Records of labeled points:

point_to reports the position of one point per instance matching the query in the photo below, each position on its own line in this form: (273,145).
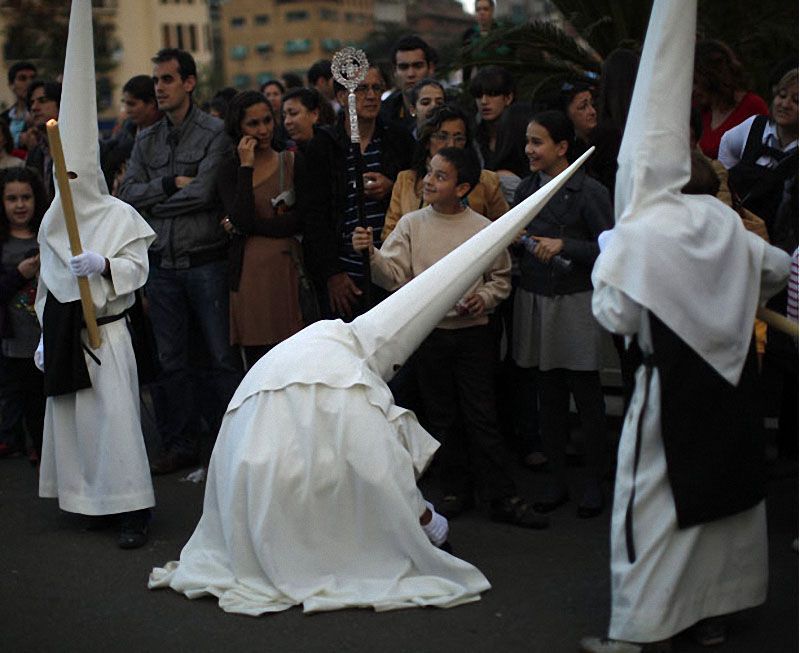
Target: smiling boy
(455,362)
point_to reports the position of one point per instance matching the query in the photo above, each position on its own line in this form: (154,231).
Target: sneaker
(133,530)
(172,461)
(606,645)
(517,512)
(709,632)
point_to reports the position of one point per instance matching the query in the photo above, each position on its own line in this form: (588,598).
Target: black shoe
(518,512)
(172,461)
(100,522)
(133,529)
(452,505)
(552,499)
(536,461)
(592,501)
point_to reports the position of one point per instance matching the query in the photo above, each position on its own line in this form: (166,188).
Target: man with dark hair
(44,100)
(331,202)
(170,181)
(141,108)
(413,59)
(320,77)
(20,76)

Written request = Turn every line of the material above into a numbered list, skipping blank lines. Leave the pictures out of the list.

Result =
1. point_to reports the position of one point per instance matching the query in the photo below, each position on its own line in this form: (273,145).
2. Target: smiling boy
3. (455,362)
4. point_to reports the position of one point per instance matching the query in the photo above, each position on its own line in this form: (154,231).
5. Target: sneaker
6. (133,530)
7. (172,461)
8. (606,645)
9. (517,512)
10. (709,632)
11. point_to reports the position of one point per instance matching the query in the photo above, each position on its own line in this form: (588,598).
12. Target: black shoe
13. (518,512)
14. (172,461)
15. (100,522)
16. (133,529)
17. (452,505)
18. (552,499)
19. (536,461)
20. (592,501)
21. point_to reports the position of one point per instance matching the query in the photo above, each position on its own line in this form: (166,188).
22. Target: man with dark hair
23. (44,100)
24. (331,202)
25. (170,181)
26. (141,108)
27. (413,59)
28. (320,77)
29. (20,76)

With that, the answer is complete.